## Challenge
Reproduce only the lines from the line containing "Where can the watch" to the end of the entries below, including both of those lines.

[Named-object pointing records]
═══
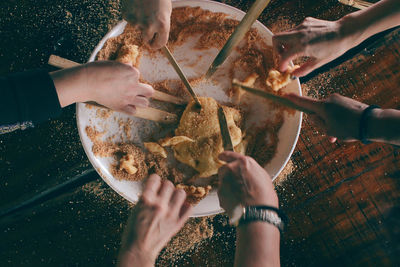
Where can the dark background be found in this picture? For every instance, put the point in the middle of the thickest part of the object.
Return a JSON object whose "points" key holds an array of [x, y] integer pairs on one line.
{"points": [[340, 198]]}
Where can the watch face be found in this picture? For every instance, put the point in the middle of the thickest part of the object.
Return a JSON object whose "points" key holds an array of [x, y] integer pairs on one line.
{"points": [[237, 213]]}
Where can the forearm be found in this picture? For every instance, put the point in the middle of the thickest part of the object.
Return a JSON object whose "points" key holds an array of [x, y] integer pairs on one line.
{"points": [[384, 126], [257, 245], [70, 85], [362, 24]]}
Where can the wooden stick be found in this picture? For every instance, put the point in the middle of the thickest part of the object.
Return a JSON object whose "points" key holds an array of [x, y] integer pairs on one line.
{"points": [[181, 75], [238, 34], [356, 3], [282, 100], [148, 113], [64, 63]]}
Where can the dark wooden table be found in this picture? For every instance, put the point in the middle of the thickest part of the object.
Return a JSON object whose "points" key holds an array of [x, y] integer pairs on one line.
{"points": [[341, 198]]}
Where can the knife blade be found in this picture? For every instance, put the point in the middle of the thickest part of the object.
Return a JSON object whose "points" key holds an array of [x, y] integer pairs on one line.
{"points": [[276, 98], [238, 34], [181, 75], [223, 124]]}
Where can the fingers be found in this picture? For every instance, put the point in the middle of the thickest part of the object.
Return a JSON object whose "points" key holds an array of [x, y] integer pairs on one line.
{"points": [[144, 89], [306, 68], [184, 213], [177, 198], [309, 103], [160, 38], [166, 190], [129, 109], [286, 48], [149, 33], [229, 156], [332, 139], [140, 101]]}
═══
## Task answer
Where can the watch face be found in this picture? For every instance, put the point in the middle of the thickest part of the object.
Return a JSON object whose "points" key holds an array of [x, y] integer pairs on one line.
{"points": [[237, 213]]}
Where can the forearm be found in this picture? For every instance, put the point in the middle of the thickest part of the object.
Return a JSON object whose "points" key holds an array of [x, y] integer pairs on one line.
{"points": [[384, 126], [257, 245], [70, 85], [362, 24]]}
Where can the wooden stick be found in this picture? For every instance, put the point in the middle of the thickest part of the object.
Return a JSON object whose "points" key holds an array of [x, y] integer pairs on one line.
{"points": [[181, 75], [238, 34], [356, 3], [282, 100], [148, 113], [64, 63]]}
Where can the dark wooden table be found in this picture? For every instance, put the point in the middle of the thickest part of the object.
Return a JSON object whose "points" key holds an array of [x, y] integer pairs on one line.
{"points": [[341, 198]]}
Where can the knife blade be found in this picture? For every instance, put the point in the middle of the thickest part of the object.
Return a JSON object whose "points" key holds an array of [x, y] integer pairs on one line.
{"points": [[276, 98], [238, 34], [181, 75], [223, 124]]}
Where can the fingers be found in this picture? For every instance, put the point in the middle of the thickest part of the object.
Return a JSON object whose "points" key holds an array of [x, y] integer pairs on one line.
{"points": [[144, 89], [306, 68], [184, 213], [177, 198], [309, 103], [160, 38], [166, 190], [129, 109], [286, 48], [149, 33], [229, 156], [332, 139], [140, 101]]}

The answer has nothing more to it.